* _SELECTED PASSAGE_:
──────────────────────────────
One of ADEQ’s core strategies is to “deploy lean.” How has that impacted the agency’s culture?
One main issue any organization going through a transformation has to deal with is change. It’s not an easy thing to do in anyone’s life, but it’s especially tough in a government setting. In government, people have certain expectations such as stability in the work, the mission, and the operations. When striving to operate in a Lean fashion, you’re supposed to honor the people doing the work and have them identify what is wasteful. It’s sometimes a struggle for staff to inform leadership about what is working when they are used to working in a hierarchal setting. This has been a challenge, but we’ve also had amazing accomplishments as a result. Ultimately, the goal is to stop telling people what being lean is about and rather educate them on how we operate as an organization. One day, we just want to say, “This is life at ADEQ.”
With respect to technology, I have read that ADEQ uses a “process first, technology second” approach. Could you tell me more about that strategy?
There are a number of ways I can answer. As a bit of background, I am directly involved with a joint venture with the EPA called E-Enterprise for the Environment. It represents a different way of looking at environmental governance in which the states and the EPA are partners in streamlining and modernizing the protection of human health and the environment. We have specifically sequenced what we are trying to accomplish to talk about restructuring the process - improving and simplifying it. After we streamline opportunities as far as we can, we deploy IT in order to accelerate the efforts and take them that much further. We are careful not to talk about IT; instead we talk in terms of modernization. It’s less about the tools, but more about how the tools can be used.
How is the myDEQ Web portal going?
In addition to the nationwide effort with the EPA, we are working internally with ADOA to pilot an online service that allows our agency to transact business with our customers electronically, called myDEQ. The myDEQ Web portal allows every owner or operator of a facility to obtain an account from ADEQ and then ultimately transact all business through the portal. We are still at the infancy stage, but we are beta testing right now to allow our customers to submit data for the aquifer protection permit program. In that program, we collect over one million data points a year that we currently have to receive via paper and key manually into a system to check compliance. This is just the first type of transaction. The second will be to obtain EPA ID numbers to generate hazardous waste, and third, to obtain air quality permits needed by the rock products industry electronically. The very first thing we did, though, was to allow our customers to pay bills online.
I like how you refer to your “customer.” It is an important distinction.
We use that word a lot now. At ADEQ, we want to honor our customers’ expectations regardless of the fact that they have to deal with us. The lean principle teaches us to honor what our customers value. But, we have struggled with using the term “customer” as an agency. When looking at our business from a regulatory context, we are at times more comfortable with referencing, “the end user” instead of the “customer.” So, we ask ourselves for example - who is using the inspection report? Well, it is the person receiving it, the person who has to use the report to determine what is needed to maintain or achieve compliance. In the lean vernacular, that is the customer. In the end, we adopted the lean term “customer” directly.
──────────────────────────────
* _TASK 1_:
Answer these questions from the ADEQ interview:
(a) What was the very first thing ADEQ let customers do through myDEQ?
(b) With which federal agency is ADEQ running E-Enterprise for the Environment?
(c) How many data points does the aquifer protection permit program collect each year?
* _TASK 2_:
According to the ADEQ interview, why is change especially tough in a government setting?
* _TASK 3_:
List every customer transaction that the ADEQ interview says myDEQ handles or will handle.
The lines have no part in this work.

* _INFORMATION SHOWN_:
──────────────────────────────
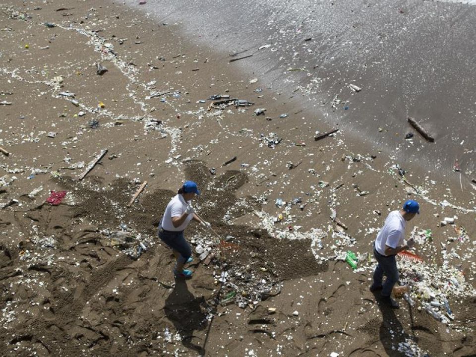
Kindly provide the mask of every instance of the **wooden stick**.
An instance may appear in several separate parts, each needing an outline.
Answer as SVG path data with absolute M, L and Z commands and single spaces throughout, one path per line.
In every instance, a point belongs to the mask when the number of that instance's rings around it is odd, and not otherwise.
──────────────────────────────
* _COMPLETE OUTPUT 1_:
(a) Pay bills online.
(b) The EPA.
(c) Over one million.

* _COMPLETE OUTPUT 2_:
In government, people expect stability in the work, the mission, and the operations. That makes change harder there than elsewhere.

* _COMPLETE OUTPUT 3_:
- Paying bills online
- Submitting data for the aquifer protection permit program
- Obtaining EPA ID numbers to generate hazardous waste
- Obtaining air quality permits needed by the rock products industry